DATASET EXCERPTS:
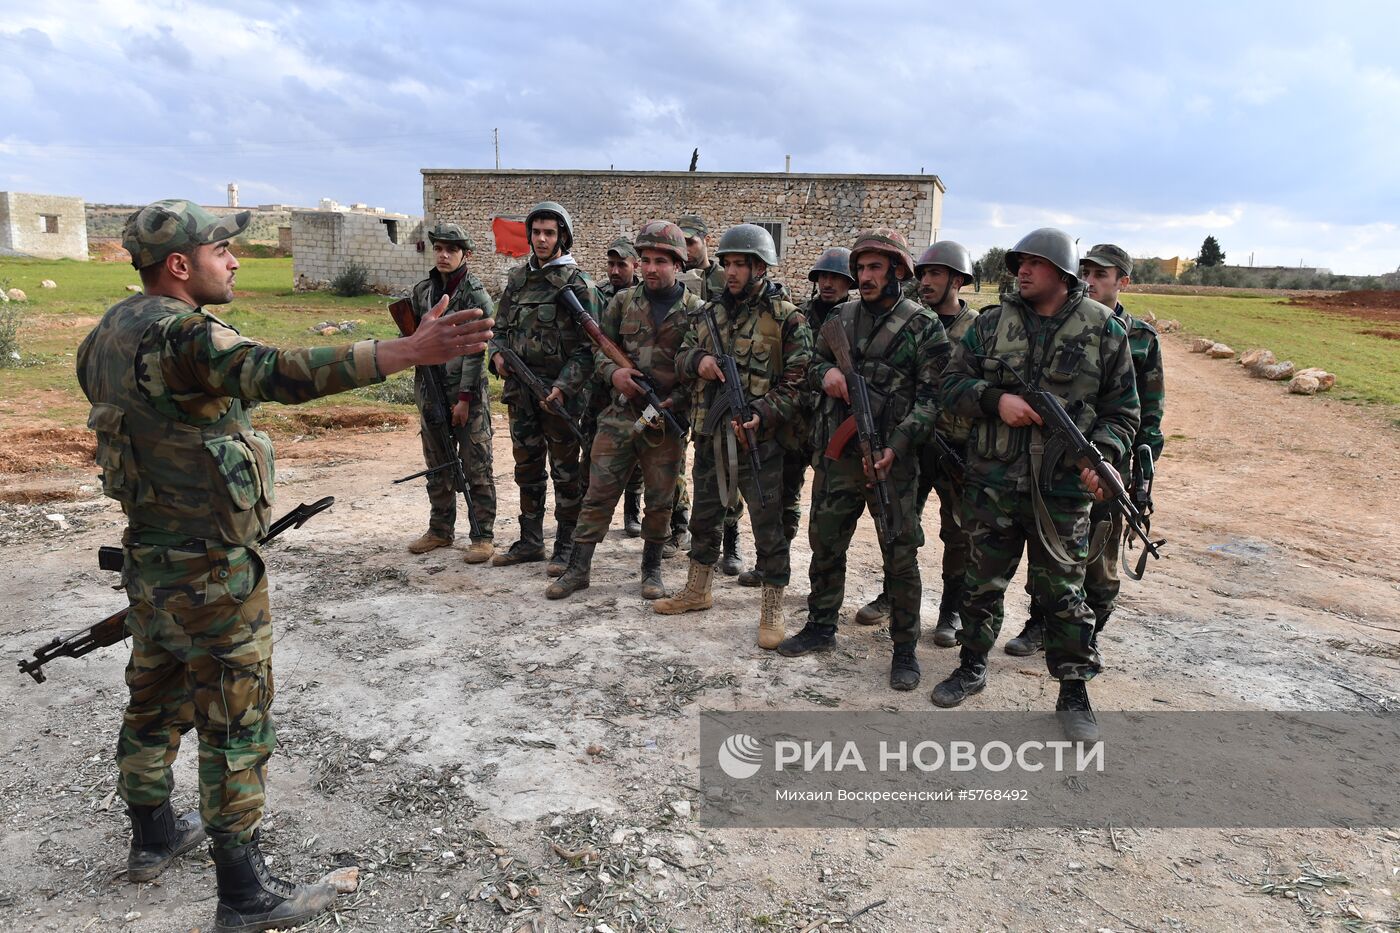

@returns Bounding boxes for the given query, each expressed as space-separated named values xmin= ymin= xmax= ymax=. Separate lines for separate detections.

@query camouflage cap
xmin=123 ymin=199 xmax=251 ymax=270
xmin=428 ymin=222 xmax=474 ymax=251
xmin=1082 ymin=243 xmax=1133 ymax=277
xmin=606 ymin=236 xmax=640 ymax=260
xmin=676 ymin=214 xmax=709 ymax=238
xmin=633 ymin=221 xmax=688 ymax=263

REQUIRED ACTION: Images are to be left out when the records above are written out again exactly.

OUTPUT FOR THIS EXERCISE:
@returns Bounding boxes for the given query, each expressed as space-separated named values xmin= ymin= xmax= ymax=. Separate lines for separate detections.

@query camouflage cap
xmin=123 ymin=199 xmax=251 ymax=270
xmin=428 ymin=222 xmax=474 ymax=251
xmin=1082 ymin=243 xmax=1133 ymax=277
xmin=606 ymin=236 xmax=640 ymax=260
xmin=676 ymin=214 xmax=709 ymax=238
xmin=633 ymin=221 xmax=688 ymax=263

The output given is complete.